TASK OBJECTIVE – Output the stretch of the data below from the line containing "point: man in dark" through the last line as a JSON list of strings, one string per line, with blank lines omitted.

======

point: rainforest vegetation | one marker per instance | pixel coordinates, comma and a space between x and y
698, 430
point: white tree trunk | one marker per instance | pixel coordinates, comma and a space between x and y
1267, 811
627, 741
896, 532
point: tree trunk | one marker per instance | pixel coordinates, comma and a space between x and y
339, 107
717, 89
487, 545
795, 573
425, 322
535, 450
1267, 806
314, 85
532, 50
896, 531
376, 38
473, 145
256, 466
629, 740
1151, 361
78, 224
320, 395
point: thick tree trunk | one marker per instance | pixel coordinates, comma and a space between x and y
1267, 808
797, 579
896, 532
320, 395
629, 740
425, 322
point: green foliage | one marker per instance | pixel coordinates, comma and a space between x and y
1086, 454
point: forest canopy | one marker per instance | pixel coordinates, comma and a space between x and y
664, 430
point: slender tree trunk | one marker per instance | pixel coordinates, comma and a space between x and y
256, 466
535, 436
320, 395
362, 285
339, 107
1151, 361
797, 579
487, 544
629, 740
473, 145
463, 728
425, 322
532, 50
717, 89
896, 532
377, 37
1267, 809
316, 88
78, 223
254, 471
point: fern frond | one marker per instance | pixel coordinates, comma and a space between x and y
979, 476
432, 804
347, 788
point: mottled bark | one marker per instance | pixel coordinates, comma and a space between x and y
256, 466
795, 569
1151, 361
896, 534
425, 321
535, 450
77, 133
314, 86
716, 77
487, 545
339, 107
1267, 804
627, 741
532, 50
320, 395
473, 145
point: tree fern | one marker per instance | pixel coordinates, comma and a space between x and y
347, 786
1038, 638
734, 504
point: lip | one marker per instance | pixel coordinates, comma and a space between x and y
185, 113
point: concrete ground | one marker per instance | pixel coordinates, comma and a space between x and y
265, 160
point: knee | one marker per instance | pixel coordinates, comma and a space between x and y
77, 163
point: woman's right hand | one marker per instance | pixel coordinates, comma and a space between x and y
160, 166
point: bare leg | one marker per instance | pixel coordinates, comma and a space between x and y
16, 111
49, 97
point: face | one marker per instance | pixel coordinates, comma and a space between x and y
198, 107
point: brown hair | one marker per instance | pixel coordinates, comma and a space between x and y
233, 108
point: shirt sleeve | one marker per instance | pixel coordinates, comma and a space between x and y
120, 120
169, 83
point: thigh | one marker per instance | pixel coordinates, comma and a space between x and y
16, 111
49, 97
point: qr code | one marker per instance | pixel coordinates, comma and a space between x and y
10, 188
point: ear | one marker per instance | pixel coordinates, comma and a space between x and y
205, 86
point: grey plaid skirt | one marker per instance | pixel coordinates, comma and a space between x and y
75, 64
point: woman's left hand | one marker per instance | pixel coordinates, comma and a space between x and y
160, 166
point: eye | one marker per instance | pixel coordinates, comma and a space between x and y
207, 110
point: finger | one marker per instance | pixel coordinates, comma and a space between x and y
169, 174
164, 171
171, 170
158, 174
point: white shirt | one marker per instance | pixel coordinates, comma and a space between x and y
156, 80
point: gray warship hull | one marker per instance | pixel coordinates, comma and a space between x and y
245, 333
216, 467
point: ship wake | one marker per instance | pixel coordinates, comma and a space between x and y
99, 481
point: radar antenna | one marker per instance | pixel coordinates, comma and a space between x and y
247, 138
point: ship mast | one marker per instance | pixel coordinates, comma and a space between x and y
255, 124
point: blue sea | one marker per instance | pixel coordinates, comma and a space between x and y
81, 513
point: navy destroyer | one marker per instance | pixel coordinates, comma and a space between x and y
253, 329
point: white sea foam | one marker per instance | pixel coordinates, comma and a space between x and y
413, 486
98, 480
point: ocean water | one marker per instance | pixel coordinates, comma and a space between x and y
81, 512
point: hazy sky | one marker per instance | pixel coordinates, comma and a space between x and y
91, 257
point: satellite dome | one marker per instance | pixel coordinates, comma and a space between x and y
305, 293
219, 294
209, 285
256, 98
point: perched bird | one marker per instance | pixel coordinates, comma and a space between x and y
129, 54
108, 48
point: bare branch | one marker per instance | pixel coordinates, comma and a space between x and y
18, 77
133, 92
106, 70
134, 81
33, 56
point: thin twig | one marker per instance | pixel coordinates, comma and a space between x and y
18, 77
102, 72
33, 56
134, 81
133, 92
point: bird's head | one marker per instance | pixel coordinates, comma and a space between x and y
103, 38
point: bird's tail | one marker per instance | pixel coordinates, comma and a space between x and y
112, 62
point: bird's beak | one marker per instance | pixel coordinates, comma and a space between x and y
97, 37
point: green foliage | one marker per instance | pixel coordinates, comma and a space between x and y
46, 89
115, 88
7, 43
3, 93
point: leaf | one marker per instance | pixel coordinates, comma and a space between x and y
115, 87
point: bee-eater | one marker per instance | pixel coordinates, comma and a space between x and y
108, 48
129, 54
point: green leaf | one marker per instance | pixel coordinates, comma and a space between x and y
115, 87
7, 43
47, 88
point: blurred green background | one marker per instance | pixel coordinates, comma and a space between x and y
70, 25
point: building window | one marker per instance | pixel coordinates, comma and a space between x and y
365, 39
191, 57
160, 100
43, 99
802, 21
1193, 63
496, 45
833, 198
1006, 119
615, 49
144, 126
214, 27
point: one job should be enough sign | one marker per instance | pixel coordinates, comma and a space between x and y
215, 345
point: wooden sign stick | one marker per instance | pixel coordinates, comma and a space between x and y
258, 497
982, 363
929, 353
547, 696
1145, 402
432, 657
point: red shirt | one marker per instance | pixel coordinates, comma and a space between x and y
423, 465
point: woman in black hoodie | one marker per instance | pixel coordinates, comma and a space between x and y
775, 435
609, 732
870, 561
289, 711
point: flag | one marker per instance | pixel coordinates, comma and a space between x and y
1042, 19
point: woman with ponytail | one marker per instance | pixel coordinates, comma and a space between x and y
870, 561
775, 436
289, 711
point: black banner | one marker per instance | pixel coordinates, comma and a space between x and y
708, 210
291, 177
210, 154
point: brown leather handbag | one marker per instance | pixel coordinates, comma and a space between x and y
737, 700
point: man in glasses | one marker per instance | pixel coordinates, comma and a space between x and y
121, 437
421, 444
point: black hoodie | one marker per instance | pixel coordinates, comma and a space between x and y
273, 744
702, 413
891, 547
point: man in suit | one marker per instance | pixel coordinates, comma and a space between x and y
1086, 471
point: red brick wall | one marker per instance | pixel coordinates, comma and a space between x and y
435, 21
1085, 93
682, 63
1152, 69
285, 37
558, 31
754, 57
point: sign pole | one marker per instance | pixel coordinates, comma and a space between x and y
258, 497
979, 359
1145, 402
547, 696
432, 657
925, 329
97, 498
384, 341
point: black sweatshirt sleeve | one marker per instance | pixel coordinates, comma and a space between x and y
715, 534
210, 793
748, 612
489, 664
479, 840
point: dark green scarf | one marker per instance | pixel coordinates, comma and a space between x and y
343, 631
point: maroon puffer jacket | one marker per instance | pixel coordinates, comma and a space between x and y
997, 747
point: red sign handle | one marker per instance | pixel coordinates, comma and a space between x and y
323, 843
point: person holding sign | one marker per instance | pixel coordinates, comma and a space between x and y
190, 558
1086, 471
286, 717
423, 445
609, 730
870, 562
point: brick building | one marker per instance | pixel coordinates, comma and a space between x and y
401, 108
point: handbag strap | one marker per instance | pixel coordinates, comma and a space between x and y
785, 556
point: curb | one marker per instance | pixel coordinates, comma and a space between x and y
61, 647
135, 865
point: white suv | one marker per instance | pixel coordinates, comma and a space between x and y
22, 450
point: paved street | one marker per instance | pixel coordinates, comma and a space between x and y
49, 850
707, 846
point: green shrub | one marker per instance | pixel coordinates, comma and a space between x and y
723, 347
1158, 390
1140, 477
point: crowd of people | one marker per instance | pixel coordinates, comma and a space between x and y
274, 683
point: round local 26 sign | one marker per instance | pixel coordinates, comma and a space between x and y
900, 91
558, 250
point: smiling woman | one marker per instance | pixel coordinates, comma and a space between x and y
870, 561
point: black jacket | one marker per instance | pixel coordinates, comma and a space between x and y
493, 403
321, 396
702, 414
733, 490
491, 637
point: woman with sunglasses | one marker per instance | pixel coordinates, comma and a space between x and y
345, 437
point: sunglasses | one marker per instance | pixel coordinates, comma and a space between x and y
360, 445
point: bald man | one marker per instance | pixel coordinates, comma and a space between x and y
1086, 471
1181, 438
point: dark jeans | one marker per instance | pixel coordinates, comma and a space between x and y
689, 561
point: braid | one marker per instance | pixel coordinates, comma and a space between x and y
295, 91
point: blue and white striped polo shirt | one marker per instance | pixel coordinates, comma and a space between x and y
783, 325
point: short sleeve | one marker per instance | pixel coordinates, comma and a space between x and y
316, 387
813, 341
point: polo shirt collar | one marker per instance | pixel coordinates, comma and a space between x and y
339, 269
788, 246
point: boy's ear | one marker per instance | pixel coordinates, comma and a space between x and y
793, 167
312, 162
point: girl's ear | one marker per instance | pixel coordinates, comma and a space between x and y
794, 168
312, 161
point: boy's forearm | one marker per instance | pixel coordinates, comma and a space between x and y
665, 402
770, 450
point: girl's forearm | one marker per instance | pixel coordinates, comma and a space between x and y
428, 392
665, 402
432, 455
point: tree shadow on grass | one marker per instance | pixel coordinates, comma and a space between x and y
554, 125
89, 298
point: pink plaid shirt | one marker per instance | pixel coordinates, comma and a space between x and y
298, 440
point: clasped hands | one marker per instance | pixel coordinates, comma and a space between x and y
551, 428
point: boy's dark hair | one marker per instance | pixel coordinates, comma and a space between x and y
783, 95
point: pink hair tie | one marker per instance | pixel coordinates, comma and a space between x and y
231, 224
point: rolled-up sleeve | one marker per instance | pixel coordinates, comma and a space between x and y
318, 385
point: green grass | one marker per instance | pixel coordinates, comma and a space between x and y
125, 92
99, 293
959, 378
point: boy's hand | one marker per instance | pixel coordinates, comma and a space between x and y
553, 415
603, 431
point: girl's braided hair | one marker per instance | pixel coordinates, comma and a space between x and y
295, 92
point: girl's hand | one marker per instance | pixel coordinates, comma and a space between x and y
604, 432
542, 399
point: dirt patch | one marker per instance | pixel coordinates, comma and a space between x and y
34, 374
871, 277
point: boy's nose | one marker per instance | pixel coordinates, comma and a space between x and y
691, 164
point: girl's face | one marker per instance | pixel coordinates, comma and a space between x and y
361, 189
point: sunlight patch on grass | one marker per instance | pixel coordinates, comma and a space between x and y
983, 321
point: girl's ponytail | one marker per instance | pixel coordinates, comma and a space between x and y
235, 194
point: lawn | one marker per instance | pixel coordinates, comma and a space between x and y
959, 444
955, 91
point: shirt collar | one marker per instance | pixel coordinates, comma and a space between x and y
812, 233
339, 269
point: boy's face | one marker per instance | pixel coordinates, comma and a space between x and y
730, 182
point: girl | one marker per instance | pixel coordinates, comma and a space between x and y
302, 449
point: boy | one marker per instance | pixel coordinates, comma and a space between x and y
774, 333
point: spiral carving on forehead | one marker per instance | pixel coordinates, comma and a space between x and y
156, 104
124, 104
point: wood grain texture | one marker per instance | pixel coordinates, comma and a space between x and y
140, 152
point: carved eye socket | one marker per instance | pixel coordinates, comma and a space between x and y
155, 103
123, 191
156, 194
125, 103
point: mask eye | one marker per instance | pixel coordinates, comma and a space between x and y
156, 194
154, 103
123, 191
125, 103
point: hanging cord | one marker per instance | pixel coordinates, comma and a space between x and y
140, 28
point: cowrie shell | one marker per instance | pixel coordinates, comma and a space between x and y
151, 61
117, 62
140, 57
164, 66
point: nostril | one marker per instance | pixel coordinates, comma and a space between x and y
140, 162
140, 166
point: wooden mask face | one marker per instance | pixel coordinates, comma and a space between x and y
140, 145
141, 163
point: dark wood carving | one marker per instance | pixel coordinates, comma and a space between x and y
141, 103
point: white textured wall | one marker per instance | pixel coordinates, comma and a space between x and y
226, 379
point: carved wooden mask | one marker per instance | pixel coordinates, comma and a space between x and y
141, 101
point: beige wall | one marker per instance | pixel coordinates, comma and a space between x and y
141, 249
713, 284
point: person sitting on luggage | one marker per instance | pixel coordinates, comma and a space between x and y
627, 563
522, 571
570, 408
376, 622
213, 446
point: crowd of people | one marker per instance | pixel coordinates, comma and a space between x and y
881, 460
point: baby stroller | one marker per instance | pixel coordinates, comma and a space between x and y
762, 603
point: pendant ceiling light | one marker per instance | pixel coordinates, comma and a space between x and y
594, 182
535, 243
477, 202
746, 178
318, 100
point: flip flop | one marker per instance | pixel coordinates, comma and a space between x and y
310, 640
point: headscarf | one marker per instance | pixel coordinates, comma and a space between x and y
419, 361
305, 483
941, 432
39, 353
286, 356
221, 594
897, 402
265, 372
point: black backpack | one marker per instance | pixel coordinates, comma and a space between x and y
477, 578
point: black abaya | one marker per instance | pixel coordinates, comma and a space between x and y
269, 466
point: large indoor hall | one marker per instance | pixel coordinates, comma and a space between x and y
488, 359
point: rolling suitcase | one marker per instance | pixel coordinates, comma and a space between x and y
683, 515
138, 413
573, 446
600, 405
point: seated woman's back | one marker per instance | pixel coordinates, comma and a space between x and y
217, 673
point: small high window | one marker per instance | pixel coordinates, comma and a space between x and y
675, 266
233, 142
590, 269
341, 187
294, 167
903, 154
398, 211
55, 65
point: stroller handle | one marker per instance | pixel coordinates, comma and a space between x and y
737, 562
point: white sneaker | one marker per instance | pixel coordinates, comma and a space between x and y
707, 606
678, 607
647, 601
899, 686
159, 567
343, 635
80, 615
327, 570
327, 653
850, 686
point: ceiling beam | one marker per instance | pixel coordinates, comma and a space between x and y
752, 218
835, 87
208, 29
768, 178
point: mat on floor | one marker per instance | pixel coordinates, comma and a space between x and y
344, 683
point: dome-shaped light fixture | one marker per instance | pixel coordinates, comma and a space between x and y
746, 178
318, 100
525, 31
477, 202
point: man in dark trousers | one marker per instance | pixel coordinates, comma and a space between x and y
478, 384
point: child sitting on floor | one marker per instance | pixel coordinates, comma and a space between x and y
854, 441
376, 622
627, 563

======

WORKED SOLUTION –
[
  "point: man in dark trousers | one marker per instance | pixel coordinates, comma and a space between x and y",
  "478, 384",
  "point: child sitting on floor | one marker per instance | pixel coordinates, comma and a space between x and y",
  "854, 441",
  "376, 622",
  "627, 563"
]